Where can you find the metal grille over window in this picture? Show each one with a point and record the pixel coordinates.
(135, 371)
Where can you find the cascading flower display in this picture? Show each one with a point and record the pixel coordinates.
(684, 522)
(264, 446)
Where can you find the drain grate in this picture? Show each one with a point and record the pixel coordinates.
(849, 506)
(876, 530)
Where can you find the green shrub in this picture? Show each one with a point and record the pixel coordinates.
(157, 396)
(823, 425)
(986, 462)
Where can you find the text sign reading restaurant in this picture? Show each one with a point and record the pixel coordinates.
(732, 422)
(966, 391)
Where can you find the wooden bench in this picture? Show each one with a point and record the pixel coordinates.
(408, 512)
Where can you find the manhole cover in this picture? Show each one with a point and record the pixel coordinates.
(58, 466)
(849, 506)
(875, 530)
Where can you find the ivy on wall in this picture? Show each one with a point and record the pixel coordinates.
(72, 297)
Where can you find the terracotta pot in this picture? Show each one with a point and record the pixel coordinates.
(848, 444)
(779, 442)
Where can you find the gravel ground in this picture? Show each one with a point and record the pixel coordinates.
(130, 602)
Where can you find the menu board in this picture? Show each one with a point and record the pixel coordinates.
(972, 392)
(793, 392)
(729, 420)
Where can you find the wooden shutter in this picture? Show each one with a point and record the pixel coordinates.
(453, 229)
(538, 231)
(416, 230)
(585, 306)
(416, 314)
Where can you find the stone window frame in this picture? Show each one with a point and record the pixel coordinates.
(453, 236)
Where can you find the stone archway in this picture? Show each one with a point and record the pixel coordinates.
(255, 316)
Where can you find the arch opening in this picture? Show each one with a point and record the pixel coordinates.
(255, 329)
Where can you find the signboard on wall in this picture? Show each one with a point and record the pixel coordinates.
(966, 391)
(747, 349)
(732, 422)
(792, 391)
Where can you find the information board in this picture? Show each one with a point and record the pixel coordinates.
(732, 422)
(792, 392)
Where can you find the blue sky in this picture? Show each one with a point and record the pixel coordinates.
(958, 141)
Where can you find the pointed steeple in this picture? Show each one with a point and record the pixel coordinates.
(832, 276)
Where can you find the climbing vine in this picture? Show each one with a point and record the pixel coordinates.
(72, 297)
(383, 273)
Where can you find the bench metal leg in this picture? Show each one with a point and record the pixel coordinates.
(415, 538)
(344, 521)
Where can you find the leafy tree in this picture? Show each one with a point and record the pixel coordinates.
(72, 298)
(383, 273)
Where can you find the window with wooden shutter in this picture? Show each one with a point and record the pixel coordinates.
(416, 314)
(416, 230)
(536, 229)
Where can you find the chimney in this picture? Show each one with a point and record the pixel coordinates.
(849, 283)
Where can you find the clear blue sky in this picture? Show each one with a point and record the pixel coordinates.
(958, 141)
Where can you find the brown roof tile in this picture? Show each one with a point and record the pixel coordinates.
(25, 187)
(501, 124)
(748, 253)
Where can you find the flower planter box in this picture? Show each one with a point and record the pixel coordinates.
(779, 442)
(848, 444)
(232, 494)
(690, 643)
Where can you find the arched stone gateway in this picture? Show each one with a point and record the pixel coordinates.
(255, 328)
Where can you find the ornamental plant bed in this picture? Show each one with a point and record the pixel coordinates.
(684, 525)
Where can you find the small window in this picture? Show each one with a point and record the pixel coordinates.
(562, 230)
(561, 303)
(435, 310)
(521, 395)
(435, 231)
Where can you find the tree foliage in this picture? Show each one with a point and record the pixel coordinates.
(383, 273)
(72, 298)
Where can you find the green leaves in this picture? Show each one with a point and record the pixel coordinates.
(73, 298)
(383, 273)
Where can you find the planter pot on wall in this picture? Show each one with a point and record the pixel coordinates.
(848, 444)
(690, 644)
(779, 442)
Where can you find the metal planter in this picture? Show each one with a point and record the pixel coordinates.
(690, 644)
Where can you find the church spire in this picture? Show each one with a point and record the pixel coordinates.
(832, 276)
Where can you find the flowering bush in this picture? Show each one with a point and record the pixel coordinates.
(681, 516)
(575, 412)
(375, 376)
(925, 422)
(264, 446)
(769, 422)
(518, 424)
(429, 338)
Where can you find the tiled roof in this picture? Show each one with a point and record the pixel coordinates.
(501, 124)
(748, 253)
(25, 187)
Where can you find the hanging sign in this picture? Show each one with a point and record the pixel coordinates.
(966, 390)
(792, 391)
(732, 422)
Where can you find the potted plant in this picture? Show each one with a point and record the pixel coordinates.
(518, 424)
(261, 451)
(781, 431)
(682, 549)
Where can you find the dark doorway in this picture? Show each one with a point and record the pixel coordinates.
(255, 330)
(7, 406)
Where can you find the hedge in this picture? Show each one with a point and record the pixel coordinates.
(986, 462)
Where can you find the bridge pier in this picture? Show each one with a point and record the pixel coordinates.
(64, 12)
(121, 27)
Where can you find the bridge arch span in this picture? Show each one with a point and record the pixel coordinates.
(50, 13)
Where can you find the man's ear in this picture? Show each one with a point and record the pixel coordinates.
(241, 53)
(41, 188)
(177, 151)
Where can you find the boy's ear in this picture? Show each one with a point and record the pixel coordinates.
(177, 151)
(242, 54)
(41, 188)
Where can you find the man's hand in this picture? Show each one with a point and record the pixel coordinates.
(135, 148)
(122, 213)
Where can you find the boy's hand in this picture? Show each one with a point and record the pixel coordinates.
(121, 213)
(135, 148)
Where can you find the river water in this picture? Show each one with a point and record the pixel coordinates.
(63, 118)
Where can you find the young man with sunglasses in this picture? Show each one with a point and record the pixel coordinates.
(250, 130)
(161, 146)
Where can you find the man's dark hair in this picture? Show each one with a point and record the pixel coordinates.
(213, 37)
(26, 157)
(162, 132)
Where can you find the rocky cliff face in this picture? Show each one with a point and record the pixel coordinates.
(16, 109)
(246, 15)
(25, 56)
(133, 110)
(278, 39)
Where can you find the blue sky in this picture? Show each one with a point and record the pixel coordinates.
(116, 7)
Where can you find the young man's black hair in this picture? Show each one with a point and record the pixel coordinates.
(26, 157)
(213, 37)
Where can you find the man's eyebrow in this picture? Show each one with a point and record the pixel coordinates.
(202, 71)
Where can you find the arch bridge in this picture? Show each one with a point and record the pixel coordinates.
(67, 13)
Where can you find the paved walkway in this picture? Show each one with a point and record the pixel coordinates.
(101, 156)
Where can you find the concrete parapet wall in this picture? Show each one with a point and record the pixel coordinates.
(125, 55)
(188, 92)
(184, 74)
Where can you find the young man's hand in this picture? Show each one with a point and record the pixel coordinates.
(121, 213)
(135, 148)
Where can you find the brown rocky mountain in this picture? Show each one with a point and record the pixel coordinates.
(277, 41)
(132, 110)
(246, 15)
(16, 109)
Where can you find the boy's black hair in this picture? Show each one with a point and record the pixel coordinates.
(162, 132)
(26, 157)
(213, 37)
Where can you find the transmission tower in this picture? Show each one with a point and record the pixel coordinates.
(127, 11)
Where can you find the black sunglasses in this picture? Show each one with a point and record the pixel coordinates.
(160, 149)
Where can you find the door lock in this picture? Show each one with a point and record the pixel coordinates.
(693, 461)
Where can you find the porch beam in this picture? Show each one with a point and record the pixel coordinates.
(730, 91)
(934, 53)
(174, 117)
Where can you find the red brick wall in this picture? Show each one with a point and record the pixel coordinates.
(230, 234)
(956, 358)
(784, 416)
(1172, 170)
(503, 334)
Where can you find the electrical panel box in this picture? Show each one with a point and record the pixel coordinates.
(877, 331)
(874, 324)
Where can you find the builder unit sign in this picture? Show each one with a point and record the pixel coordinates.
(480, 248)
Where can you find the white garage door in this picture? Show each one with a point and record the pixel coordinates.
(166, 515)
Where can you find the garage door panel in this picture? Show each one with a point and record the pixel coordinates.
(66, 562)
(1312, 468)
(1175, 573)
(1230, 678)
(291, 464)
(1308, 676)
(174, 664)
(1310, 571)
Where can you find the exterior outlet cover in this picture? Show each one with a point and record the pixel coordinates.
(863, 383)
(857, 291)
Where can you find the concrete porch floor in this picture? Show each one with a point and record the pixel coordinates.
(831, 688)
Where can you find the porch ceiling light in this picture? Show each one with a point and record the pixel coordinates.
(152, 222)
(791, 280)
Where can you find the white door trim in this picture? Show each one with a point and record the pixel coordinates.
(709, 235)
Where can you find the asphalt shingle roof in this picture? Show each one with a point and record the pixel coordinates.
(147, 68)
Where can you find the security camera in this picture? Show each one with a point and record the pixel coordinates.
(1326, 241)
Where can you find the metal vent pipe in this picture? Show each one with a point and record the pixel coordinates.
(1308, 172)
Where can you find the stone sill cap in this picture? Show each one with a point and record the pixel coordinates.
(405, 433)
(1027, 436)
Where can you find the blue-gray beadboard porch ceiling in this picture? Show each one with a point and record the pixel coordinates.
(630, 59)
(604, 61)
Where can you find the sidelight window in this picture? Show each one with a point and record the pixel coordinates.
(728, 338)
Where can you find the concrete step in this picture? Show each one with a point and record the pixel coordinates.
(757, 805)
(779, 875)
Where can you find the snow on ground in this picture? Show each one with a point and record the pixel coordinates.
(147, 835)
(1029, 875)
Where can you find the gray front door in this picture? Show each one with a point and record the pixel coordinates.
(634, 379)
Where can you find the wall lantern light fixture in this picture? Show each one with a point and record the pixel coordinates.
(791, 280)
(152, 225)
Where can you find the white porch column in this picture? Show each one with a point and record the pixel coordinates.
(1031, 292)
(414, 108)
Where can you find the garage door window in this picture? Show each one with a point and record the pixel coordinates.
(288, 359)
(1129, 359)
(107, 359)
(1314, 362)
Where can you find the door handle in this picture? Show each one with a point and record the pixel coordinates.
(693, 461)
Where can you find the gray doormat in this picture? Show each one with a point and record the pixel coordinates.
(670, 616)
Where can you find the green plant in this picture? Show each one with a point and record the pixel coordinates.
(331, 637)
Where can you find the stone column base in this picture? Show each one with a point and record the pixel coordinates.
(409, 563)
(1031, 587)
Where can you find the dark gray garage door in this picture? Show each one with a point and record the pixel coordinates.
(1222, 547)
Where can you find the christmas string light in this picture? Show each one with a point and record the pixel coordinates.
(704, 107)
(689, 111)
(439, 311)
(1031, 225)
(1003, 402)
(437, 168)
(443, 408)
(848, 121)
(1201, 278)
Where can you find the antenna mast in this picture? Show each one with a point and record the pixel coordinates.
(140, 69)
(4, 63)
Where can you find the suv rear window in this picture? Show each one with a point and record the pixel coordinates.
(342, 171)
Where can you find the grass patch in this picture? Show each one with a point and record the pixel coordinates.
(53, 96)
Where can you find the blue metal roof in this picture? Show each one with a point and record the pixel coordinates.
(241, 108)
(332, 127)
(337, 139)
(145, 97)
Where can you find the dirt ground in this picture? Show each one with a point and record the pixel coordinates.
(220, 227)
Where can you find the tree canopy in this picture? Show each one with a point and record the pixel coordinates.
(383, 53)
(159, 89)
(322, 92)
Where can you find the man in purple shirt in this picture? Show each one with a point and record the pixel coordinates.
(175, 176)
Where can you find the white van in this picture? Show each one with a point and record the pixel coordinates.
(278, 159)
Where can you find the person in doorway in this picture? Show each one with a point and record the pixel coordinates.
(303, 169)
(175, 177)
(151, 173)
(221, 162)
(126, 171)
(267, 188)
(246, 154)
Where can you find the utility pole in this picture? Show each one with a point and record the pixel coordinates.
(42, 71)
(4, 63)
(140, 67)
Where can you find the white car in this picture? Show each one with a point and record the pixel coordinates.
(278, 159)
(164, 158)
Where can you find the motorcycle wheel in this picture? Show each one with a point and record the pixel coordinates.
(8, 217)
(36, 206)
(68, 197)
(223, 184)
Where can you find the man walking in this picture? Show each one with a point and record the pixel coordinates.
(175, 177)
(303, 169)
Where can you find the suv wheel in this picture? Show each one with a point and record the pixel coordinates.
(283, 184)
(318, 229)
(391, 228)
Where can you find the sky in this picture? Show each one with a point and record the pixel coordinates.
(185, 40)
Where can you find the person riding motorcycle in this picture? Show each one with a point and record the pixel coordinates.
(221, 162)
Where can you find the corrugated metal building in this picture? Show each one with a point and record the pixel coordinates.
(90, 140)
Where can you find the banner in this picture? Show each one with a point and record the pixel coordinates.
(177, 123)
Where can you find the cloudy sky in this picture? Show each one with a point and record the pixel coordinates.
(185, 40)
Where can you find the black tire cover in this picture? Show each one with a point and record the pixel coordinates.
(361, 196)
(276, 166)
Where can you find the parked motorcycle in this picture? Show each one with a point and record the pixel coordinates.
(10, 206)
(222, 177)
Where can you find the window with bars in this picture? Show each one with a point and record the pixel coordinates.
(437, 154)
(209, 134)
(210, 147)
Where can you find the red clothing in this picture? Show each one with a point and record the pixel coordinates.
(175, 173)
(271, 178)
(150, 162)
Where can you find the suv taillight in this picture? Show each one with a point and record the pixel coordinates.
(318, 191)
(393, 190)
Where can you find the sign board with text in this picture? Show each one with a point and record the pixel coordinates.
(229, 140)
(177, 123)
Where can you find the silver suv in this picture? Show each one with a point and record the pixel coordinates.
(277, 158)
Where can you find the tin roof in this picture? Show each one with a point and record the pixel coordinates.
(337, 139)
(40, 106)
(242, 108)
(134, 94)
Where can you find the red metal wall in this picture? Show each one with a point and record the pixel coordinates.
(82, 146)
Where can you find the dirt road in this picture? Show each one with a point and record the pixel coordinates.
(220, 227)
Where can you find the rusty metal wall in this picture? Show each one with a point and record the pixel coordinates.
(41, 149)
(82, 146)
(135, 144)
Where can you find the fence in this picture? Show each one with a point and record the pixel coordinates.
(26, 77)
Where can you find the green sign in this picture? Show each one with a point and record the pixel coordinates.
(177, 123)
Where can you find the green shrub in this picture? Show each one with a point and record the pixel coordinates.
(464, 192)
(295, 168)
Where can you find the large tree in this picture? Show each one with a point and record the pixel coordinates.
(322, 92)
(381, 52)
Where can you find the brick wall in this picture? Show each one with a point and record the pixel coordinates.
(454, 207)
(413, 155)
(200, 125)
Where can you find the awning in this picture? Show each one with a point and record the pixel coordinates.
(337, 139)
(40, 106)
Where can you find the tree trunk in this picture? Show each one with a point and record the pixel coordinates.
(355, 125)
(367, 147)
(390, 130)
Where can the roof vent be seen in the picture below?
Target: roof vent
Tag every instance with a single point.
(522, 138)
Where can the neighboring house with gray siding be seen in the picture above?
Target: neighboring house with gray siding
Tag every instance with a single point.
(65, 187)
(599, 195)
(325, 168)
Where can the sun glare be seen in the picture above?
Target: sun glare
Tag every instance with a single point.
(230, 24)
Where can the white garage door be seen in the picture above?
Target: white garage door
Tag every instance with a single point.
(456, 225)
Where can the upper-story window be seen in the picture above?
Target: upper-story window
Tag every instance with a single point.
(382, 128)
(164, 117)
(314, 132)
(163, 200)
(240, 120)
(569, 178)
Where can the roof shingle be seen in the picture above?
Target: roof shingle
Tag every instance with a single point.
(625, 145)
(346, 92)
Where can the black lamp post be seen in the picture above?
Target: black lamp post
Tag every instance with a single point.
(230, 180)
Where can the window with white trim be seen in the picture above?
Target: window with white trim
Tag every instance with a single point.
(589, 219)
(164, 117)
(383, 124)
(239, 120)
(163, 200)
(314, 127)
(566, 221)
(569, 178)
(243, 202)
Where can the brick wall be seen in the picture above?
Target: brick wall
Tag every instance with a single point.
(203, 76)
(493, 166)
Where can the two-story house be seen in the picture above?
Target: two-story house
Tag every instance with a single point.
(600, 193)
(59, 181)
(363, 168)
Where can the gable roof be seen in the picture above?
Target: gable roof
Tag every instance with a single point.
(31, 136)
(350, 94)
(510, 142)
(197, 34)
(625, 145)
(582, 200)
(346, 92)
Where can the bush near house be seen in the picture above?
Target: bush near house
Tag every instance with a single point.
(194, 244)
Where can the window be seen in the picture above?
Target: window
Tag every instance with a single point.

TASK →
Repeat, line for line and unchanged, the part of the records that opens with the line containing "Where can you find the builder" and closes with the line containing "(1310, 571)", including both of those lines.

ANSWER TO THE EXERCISE →
Where can you find the builder unit sign in this picture? Show each one with a point and record the pixel coordinates.
(480, 248)
Where can you find the white garage door in this picture? Show each one with a point and record the pixel coordinates.
(166, 515)
Where can you find the garage door panel in this picture? Show each one with a point and record the pixel coordinates.
(66, 562)
(1312, 468)
(1175, 573)
(1230, 678)
(291, 464)
(1308, 676)
(174, 664)
(1310, 571)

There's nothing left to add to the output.